╭─ PROVIDED MATERIAL

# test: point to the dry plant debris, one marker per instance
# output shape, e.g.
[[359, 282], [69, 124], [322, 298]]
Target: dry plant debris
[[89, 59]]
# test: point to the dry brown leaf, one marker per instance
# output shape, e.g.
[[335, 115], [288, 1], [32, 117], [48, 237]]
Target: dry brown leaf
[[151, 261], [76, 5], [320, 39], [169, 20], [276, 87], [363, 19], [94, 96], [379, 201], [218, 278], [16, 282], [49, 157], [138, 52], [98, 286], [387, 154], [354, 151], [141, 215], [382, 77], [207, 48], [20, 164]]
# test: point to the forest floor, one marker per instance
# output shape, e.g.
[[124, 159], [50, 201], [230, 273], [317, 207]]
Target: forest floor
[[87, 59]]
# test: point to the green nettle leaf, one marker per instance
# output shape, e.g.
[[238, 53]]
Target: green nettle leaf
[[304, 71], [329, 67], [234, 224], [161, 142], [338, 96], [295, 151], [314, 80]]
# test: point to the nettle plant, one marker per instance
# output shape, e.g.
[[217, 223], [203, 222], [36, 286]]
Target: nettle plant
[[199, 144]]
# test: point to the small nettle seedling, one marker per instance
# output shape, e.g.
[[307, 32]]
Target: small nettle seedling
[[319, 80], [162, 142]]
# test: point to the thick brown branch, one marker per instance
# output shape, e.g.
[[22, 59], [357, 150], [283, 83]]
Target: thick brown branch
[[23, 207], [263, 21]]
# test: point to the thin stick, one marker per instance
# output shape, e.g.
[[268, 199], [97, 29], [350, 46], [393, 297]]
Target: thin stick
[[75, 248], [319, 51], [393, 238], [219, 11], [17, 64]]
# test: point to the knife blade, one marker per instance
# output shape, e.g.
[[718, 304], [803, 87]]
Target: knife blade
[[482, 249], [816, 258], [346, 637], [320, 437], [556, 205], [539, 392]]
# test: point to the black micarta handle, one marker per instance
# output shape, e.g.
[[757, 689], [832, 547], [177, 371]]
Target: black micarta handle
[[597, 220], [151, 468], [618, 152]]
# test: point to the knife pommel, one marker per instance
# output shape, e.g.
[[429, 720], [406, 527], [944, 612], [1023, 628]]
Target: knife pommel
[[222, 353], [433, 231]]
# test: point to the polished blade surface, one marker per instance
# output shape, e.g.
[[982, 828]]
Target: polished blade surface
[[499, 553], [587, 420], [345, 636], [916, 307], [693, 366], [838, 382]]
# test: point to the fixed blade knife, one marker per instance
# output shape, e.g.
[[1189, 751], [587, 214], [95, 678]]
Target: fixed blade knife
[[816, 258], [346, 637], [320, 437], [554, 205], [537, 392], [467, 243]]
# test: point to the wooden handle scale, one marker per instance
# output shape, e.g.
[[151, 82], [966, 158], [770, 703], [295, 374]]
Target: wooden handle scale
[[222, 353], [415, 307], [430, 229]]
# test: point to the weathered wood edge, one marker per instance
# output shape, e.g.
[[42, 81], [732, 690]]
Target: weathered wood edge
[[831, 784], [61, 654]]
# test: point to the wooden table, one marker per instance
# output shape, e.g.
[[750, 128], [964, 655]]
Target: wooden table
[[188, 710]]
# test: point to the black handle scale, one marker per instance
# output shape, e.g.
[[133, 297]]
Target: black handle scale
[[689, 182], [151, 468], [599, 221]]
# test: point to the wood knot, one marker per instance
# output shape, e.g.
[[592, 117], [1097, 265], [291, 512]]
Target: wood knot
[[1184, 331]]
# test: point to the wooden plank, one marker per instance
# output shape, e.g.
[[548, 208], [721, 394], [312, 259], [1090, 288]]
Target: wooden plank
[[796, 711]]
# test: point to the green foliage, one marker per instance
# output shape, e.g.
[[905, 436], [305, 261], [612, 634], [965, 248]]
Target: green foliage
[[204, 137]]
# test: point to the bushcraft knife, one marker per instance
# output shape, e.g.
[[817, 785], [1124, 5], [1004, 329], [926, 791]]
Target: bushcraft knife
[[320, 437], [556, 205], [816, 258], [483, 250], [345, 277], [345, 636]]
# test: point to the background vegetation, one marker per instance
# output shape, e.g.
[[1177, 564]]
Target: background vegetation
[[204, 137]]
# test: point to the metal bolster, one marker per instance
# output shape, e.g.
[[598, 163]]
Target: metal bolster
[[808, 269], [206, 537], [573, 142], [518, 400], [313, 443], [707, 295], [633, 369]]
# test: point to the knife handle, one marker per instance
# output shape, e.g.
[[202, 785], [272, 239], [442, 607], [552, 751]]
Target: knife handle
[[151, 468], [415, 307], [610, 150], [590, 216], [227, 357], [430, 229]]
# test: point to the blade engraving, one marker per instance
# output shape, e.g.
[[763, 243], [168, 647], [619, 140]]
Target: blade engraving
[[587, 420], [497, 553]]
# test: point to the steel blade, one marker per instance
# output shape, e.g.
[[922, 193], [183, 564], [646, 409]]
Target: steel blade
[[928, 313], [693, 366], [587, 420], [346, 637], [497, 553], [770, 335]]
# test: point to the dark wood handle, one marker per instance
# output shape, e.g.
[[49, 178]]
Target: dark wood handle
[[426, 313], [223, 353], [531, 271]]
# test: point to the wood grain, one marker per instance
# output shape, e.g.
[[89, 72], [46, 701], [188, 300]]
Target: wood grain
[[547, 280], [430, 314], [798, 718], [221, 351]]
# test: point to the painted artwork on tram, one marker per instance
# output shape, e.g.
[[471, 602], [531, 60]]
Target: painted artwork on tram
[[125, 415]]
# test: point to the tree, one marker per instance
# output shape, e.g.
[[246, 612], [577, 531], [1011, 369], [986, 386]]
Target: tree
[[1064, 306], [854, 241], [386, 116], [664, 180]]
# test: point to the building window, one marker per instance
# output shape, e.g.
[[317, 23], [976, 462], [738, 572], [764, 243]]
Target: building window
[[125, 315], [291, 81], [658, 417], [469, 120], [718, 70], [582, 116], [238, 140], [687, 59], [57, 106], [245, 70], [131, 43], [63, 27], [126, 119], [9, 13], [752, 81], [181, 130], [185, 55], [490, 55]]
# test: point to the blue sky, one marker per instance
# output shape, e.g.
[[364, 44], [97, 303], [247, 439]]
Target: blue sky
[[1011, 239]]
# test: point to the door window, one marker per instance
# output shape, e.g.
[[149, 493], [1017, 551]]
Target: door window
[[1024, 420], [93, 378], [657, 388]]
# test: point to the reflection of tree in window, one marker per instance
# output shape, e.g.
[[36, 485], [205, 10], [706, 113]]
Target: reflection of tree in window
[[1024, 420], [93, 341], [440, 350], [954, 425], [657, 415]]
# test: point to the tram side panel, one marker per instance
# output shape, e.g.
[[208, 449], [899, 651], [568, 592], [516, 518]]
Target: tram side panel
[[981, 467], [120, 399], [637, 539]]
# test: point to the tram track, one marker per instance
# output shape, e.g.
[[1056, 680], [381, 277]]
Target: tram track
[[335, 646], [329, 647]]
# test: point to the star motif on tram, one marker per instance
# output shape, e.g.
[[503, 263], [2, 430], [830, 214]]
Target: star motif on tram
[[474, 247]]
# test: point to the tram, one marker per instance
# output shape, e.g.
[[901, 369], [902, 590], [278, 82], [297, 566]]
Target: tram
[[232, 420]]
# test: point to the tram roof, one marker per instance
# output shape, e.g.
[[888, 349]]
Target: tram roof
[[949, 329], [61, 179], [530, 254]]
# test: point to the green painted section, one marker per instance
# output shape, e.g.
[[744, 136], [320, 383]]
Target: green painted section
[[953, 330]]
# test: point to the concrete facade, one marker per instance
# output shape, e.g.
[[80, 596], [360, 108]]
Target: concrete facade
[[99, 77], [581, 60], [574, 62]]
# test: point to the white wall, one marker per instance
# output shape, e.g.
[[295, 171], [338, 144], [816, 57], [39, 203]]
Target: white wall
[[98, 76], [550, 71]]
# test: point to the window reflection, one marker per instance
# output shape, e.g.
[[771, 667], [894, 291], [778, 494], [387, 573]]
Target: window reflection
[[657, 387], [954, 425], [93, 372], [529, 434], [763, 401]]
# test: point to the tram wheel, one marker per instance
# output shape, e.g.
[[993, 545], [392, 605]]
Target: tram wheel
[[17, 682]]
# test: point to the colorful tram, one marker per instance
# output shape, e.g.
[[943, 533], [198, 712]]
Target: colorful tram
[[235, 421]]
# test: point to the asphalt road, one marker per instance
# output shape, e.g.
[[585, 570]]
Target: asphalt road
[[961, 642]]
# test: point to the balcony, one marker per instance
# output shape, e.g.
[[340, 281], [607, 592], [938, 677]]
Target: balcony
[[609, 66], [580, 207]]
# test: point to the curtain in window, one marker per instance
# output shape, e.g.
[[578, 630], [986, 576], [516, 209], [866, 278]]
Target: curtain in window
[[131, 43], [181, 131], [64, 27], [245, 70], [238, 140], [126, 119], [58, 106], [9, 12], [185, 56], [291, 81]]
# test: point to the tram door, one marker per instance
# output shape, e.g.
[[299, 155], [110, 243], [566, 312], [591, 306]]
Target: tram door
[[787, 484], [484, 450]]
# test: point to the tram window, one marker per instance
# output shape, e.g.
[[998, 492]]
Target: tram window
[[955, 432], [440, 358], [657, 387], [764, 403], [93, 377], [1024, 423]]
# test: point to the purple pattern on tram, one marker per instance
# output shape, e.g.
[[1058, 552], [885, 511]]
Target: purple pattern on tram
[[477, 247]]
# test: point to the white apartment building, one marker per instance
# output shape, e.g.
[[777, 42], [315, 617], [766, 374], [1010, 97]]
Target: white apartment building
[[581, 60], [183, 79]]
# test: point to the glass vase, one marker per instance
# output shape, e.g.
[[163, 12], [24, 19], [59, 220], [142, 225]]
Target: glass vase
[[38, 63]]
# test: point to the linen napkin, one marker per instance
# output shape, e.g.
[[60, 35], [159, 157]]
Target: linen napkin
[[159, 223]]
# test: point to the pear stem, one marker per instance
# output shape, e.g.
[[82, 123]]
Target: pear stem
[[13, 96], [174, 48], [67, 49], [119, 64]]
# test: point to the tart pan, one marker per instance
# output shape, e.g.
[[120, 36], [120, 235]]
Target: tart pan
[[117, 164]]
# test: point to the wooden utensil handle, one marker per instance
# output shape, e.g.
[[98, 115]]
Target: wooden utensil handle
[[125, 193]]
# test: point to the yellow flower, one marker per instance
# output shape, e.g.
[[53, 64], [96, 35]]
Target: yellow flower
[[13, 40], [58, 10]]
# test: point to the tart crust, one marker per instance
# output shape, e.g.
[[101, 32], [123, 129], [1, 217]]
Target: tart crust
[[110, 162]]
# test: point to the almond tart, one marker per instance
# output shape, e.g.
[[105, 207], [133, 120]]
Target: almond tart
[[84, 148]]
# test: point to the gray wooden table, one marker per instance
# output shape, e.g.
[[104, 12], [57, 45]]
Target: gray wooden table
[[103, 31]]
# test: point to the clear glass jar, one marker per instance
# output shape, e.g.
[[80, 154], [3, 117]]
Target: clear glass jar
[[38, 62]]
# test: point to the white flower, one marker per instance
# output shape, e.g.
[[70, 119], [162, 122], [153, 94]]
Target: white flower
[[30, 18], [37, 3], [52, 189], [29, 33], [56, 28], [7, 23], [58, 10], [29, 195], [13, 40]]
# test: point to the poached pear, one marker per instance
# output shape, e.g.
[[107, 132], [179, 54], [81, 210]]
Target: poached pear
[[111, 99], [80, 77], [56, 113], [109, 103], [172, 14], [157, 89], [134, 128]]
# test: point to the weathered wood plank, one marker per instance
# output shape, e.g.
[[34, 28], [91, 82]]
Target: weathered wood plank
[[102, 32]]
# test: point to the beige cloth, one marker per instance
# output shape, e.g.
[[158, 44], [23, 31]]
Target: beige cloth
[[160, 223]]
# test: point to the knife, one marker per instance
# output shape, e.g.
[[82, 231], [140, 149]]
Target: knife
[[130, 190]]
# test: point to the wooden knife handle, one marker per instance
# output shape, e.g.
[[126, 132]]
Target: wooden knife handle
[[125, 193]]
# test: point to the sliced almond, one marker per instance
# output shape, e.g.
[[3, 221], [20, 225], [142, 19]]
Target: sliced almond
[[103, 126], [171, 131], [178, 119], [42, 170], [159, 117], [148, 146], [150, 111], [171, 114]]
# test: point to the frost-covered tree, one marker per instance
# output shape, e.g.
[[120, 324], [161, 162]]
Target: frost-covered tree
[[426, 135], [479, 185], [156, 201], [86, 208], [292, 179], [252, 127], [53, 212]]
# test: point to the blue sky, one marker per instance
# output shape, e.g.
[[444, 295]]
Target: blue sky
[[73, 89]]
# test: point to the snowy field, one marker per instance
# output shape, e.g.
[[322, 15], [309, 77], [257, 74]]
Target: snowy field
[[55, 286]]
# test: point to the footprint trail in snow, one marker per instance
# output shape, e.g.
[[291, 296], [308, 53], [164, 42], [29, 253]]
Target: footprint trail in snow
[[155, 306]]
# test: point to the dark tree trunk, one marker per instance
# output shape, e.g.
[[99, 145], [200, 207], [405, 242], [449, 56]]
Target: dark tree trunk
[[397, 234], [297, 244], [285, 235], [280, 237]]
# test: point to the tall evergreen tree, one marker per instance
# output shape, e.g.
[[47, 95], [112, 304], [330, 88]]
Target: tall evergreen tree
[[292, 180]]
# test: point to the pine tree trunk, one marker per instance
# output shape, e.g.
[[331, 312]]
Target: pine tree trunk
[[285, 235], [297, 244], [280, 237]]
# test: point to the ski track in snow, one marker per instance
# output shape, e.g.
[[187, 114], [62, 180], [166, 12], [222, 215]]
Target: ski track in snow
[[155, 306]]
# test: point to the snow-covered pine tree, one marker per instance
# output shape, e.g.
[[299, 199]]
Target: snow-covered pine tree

╰─

Lay out the records above as a numbered list, taking everything from the line that contains "# test: point to the painted" down to the line that contains "[[1064, 306], [854, 241], [386, 116], [664, 180]]" and skipping blank lines.

## WRITTEN RESPONSE
1. # test: point to the painted artwork on tram, one marker per instance
2. # output shape, e.g.
3. [[471, 602], [531, 60]]
4. Target: painted artwork on tram
5. [[125, 415]]
6. # test: point to the tree, one marker per instance
7. # output shape, e.g.
8. [[246, 612], [577, 531], [1011, 369], [986, 386]]
9. Target: tree
10. [[1064, 306], [854, 241], [386, 116], [664, 180]]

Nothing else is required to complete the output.